## begin

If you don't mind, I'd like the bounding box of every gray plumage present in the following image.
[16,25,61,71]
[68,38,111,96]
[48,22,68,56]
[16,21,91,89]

## end

Copy out the data above word for word, keeping every line the same.

If you don't mind, I'd like the bounding box of every gray plumage present in the following image.
[16,25,61,71]
[68,38,111,96]
[48,22,68,56]
[16,21,91,89]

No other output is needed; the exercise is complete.